── Data for this exercise

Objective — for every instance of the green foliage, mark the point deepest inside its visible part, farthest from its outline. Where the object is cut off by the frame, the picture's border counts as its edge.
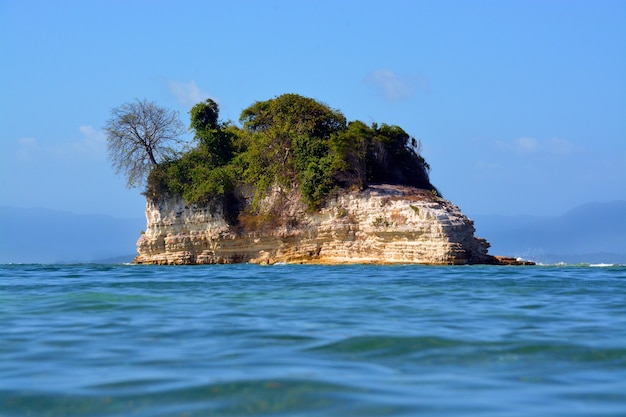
(289, 141)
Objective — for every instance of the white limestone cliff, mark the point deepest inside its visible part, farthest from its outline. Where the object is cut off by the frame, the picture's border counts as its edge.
(383, 224)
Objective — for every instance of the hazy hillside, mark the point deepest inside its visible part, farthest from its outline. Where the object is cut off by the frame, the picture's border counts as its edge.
(594, 232)
(49, 236)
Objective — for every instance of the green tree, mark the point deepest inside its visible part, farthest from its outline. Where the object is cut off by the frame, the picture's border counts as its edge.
(210, 133)
(288, 137)
(140, 135)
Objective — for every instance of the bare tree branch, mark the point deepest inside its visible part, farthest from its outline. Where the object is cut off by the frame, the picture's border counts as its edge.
(140, 135)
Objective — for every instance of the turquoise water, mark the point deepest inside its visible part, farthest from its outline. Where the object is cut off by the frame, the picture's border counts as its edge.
(243, 340)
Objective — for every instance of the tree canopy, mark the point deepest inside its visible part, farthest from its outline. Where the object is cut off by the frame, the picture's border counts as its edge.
(289, 141)
(140, 135)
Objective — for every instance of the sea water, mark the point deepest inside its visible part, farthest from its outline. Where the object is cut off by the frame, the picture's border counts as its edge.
(289, 340)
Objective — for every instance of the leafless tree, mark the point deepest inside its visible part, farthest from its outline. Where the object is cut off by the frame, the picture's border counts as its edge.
(140, 135)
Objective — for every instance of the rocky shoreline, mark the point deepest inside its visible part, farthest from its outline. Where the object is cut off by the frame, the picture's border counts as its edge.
(384, 224)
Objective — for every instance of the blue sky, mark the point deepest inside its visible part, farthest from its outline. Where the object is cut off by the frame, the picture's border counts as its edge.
(520, 105)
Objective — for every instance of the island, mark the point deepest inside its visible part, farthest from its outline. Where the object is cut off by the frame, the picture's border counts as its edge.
(297, 183)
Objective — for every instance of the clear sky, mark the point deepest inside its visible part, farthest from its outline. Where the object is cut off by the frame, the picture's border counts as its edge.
(520, 105)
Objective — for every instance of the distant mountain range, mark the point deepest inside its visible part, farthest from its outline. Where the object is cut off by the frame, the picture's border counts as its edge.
(591, 233)
(50, 236)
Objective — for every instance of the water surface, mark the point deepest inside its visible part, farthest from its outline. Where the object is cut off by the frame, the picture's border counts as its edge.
(243, 340)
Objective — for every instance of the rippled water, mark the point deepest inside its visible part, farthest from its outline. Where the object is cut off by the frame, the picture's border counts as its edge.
(241, 340)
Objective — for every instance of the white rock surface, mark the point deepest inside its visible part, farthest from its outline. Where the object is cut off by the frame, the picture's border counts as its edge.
(383, 225)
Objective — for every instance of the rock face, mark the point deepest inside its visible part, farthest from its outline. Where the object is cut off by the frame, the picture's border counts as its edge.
(382, 225)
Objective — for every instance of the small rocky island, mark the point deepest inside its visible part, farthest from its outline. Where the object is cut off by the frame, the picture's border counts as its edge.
(299, 184)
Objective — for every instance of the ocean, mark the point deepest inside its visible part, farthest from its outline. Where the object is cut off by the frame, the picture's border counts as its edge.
(303, 340)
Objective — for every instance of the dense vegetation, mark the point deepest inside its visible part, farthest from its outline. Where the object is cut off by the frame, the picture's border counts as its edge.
(289, 141)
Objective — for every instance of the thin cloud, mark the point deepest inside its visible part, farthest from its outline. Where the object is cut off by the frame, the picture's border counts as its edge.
(532, 146)
(188, 94)
(395, 87)
(92, 144)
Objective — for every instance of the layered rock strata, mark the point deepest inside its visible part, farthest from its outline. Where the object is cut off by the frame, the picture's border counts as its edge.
(382, 225)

────

• [To be done] Copy exactly the line containing "Objective — for every instance of the rock face, mark" and every line after it, ending with the last line of the records above.

• [Response below]
Objective — for every instance of the rock face, mark the point deepest inside its visible part, farthest from its outline. Where the object is cut off by the frame, the picture's border counts as its edge.
(382, 225)
Objective — for every instance of the small rocky island, mark the point deepest inside its visible part, farthest from its outline. Where the object is cut off by the frame, the picture's border counts as its edge.
(299, 184)
Objective — for every instance of the ocean, mark the point deepest inside its visible part, farthest from its outline. Where the object is cut off by the frame, the picture's border counts as its edge.
(303, 340)
Objective — for every instance of the dense vegetation, mark the point deepest inside its visible part, farthest from its outline. Where the object is cut off by the frame, the picture's border counts as its edge.
(289, 141)
Objective — for every instance of the thin cloud, mark the point deepest inside its visible part, farthest from its outline. Where the object is cut off by the frame, the picture's border counts as its edge.
(532, 146)
(188, 94)
(395, 87)
(92, 144)
Objective — for every instance of the layered rock strata, mark the point deepest inside its visible part, farthest from its outline. Where the object is cut off by the frame, the picture's border counts as its edge.
(382, 225)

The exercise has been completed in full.